The WA Curriculum outlines that students in Year 8 should be able to “acquire, analyse, visualise and evaluate various types of data.” They should also “use structured data to model objects and events that shape the communities they actively engage with. They further develop their understanding of the vital role that data plays in their lives, and how the data and related systems define and are limited by technical, environmental, economic and social constraints.”
On reflection of the Year 8 Digital Technologies program, it was determined that we were not covering this aspect of the curriculum as well as we could.
In order to improve this aspect of curriculum delivery, I sought out some professional development and discovered the Australian Data Science in Education Institute. Linda MacIver, who founded the institute was going to deliver some training in Perth so I registered and attended.
The professional development day introduced the basics of data science and outlined strategies on how to teach it to students as well as why it was an important skill. It also provided some resources and gave teachers an opportunity to collaborate to create more.
One of the resources provided was about the sustainability of the saltwater crocodile population in the North West of Western Australia. The resource provided raw data on the crocodile population over a period of time and encouraged students to classify the data and prepare visualisations and use this to prepare a response to a proposal before parliament either in support of or against crocodile trophy hunting. The proposal also required that students evaluate the perspectives of different stakeholders on the issue – including the indigenous community in the affected region.
Teaching the program
The way I taught the program was as follows:
Lesson 1: As a hook into learning for the subject, I had the students undertake a quiz about Saltwater Crocodiles. As well as providing some friendly competition and the chance to win some 1337 tech stickers, the generally poor results across the class help to highlight that we don’t know a lot about Crocodiles.

◇ ◇ ◇ ◇ ◇ ◇ ◇

# [TASKS FOR THIS EXERCISE]
- 1) According to the account of the Year 8 data science program, who founded the Australian Data Science in Education Institute?
- 2) Summarize the account of the Year 8 data science program in two sentences.
The data below has no connection to the account of the Year 8 data science program.

◇ ◇ ◇ ◇ ◇ ◇ ◇

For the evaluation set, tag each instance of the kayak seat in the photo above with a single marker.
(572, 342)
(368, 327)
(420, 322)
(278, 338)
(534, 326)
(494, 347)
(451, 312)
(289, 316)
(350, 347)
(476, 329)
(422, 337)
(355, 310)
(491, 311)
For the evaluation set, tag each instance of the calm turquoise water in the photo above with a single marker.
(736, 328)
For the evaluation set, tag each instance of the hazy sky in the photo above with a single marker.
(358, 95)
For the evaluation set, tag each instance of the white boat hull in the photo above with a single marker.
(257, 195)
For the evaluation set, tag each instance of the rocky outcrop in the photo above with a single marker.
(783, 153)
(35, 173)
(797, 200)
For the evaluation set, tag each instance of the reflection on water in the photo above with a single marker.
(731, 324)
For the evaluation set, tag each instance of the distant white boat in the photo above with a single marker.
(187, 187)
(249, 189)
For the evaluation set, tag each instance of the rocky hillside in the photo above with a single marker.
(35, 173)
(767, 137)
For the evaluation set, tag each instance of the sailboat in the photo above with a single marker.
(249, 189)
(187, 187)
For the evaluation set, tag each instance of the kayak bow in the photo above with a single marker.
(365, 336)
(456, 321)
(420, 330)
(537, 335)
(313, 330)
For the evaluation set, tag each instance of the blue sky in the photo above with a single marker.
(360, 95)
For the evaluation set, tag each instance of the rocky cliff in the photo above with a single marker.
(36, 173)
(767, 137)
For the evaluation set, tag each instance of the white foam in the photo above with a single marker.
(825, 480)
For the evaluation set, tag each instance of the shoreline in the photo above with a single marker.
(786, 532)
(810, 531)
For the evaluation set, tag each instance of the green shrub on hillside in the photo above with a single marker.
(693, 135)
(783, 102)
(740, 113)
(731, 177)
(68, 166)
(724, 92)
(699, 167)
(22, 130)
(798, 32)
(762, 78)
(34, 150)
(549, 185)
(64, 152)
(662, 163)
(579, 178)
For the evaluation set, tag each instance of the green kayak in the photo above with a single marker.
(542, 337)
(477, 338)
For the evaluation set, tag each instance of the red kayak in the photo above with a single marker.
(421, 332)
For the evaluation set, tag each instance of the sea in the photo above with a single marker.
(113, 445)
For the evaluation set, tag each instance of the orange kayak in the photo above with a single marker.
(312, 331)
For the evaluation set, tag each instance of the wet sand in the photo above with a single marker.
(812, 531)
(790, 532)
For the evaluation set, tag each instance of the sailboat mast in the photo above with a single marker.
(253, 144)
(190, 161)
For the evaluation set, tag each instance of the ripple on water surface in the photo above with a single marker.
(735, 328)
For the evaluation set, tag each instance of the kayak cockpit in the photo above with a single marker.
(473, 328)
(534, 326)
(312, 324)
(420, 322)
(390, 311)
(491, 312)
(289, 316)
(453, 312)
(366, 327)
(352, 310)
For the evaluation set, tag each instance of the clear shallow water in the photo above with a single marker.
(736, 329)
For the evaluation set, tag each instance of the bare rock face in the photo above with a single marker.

◇ ◇ ◇ ◇ ◇ ◇ ◇

# [RESPONSES TO THE TASKS]
- 1) Linda MacIver founded the institute.

- 2) After finding that the Year 8 Digital Technologies program was not covering the curriculum's data aspect as well as it could, the writer attended professional development in Perth run by the Australian Data Science in Education Institute. One resource from that training had students classify and visualize raw data on the saltwater crocodile population in the North West of Western Australia to respond to a parliamentary proposal on crocodile trophy hunting, and the writer began teaching the program with a quiz about saltwater crocodiles.